Source excerpt –
-=-=-

LinuxQuestions.org
Share your knowledge at the LQ Wiki.
Home Forums Tutorials Articles Register
Go Back   LinuxQuestions.org > Forums > Linux Forums > Linux - Newbie
User Name
Password
Linux - Newbie This Linux forum is for members that are new to Linux.
Just starting out and have a question? If it is not in the man pages or the how-to's this is the place!

Notices


Reply
  Search this Thread
Old 12-01-2009, 09:05 PM   #1
TheBigH
LQ Newbie
 
Registered: Dec 2009
Posts: 14

Rep: Reputation: 0
Merging files and removing near-duplicates


I have two files that I would like to merge, and remove duplicate entries. The files are text files of columns of data separated by an arbitrary number of spaces; and the first column of data is the identity of the record. That is, if two rows have the same first entry they refer to the same thing even if the rest of the row is different (and they generally will be). What I would like to do is append the entries of the second file onto the first, but only if the same entry does not already occur in the first file.

So for instance, if my files were

#1 John Smith
#2 Jane Doe
#3 Lord Fnord
J-4 Santa Claus

and

#1 Purple Monkey Dishwasher
#10 Greg
J-4 Kris Kringel

I would want the combined file to be

#1 John Smith
#2 Jane Doe
#3 Lord Fnord
J-4 Santa Claus
#10 Greg

Is there a quick and painless way to do this?

Thanks,
The Big H
 
Old 12-02-2009, 06:01 AM   #2
zidane_tribal
Member
 
Registered: Apr 2005
Location: chained to my console.
Distribution: LFS 6.1
Posts: 143

Rep: Reputation: 18
Rub a little perl on it....

Yes, yes there is

rub a little perl on it. perl is designed to handle just this sort of "difficult" problem, doing funky things with files of text.

-=-=-

Exercise instructions –
1. In the forum thread about merging files, why should two rows with the same first entry be treated as the same record even when the rest of each row differs? Answer in one to three sentences.
2. According to the forum thread about merging files, what separates the columns of data in the two files?
3. Write the next part of the forum thread about merging files, picking up after its final line.
The items after this thread come from a separate source.

Material shown –
-=-=-

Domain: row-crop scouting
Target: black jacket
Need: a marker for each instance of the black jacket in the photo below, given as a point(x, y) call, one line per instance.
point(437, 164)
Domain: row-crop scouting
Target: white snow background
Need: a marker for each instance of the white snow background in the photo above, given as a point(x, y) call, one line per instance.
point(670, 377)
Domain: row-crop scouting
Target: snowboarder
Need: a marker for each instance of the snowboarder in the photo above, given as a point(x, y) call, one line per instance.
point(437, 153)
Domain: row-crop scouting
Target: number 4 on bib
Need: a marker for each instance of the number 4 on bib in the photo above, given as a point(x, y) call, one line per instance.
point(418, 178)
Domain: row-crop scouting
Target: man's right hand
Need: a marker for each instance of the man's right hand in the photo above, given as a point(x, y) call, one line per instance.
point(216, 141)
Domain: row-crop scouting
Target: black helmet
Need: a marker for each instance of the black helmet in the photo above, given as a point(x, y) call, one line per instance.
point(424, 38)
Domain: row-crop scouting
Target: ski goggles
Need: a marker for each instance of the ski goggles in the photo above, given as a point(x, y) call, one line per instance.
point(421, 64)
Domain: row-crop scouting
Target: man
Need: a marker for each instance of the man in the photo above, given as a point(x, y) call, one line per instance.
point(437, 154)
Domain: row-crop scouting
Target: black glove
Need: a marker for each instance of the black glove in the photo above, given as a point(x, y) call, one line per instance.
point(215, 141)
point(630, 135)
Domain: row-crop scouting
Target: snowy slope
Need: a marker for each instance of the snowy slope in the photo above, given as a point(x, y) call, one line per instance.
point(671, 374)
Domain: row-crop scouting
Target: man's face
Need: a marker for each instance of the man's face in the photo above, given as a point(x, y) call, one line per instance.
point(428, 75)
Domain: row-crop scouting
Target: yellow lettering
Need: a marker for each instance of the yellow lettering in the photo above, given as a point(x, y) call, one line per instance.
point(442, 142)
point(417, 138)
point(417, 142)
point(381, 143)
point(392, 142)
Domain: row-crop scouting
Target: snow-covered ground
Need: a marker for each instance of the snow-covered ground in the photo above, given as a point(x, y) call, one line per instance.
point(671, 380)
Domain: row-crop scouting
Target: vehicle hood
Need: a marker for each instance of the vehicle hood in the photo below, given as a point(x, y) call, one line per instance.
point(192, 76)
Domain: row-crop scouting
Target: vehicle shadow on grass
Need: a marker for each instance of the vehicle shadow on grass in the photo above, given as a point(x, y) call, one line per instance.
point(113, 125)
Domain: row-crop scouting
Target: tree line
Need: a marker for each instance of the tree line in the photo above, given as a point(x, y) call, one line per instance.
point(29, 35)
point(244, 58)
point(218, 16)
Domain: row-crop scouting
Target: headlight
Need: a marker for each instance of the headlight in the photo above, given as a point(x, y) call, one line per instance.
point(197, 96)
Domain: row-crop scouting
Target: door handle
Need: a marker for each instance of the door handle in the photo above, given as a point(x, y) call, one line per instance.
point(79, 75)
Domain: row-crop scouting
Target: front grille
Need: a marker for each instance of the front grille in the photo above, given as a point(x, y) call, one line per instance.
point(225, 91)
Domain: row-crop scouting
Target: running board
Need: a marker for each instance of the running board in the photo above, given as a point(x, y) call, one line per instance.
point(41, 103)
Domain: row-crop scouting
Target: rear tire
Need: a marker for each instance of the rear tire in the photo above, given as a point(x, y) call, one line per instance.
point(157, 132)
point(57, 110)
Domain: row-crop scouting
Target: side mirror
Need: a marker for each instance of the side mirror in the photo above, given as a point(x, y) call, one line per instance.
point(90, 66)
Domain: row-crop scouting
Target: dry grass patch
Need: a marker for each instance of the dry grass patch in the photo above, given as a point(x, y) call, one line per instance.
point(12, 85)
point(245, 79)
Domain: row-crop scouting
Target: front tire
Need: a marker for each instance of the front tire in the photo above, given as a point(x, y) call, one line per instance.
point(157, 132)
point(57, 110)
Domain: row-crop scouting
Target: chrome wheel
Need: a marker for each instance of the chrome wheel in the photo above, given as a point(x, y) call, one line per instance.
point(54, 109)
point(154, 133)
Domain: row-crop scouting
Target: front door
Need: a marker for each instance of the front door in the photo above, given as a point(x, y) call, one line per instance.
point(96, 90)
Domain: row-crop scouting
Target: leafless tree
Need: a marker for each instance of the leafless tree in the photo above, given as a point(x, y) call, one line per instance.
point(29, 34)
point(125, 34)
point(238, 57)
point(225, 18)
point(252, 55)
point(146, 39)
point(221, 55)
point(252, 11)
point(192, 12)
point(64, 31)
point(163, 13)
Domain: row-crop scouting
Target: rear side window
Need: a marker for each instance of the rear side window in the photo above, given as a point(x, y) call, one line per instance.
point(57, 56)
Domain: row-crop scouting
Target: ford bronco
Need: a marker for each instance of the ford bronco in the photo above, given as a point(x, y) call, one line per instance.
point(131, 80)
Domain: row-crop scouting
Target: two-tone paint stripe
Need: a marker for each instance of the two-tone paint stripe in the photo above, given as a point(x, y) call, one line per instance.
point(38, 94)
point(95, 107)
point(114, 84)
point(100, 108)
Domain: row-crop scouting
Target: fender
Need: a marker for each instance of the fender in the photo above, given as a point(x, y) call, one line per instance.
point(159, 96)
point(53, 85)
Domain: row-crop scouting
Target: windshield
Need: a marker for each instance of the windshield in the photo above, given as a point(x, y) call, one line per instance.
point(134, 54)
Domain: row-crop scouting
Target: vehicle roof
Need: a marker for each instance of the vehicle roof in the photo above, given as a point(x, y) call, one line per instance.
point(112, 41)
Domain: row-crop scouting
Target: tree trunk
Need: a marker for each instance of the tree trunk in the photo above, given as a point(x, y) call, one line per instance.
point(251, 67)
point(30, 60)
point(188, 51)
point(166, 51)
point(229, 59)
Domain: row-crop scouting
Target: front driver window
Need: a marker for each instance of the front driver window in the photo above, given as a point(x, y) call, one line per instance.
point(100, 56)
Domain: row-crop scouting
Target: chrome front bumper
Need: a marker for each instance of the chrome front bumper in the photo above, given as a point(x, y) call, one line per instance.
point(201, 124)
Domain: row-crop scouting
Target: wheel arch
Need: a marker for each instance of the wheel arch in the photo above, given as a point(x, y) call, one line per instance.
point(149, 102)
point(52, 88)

-=-=-

Response list –
1. The first column of data is the identity of the record. So two rows that share that first entry refer to the same thing, even if the rest of the row is different.

2. An arbitrary number of spaces separates them.

3.
i am assuming that the following output would be acceptable, the files are combined as you describe, but the output sorting isn't exactly as described in your post (1,10,2,3 instead of 1,2,3,10), but should be close enough to import into a database, etc.

Code:
zidane@greymist:~/dev/lq$ ./combine.pl file1.txt file2.txt
#1 John Smith
#10 Greg
#2 Jane Doe
#3 Lord Fnord
J-4 Santa Claus
zidane@greymist:~/dev/lq$
if this is ok, then you're in luck.

the perl script is as follows (dont panic, the actual script is much smaller than it looks here, i put lots of whitespace and comments into my code so people can see what is happening)

Code:
#!/usr/bin/perl
use strict;
use warnings;

#get the filenames
my $filename1 = shift;
my $filename2 = shift;

#create a hash table to store the lines
my %temphash;

#load up the second file, so later we can overwrite this with
#the details in the first file.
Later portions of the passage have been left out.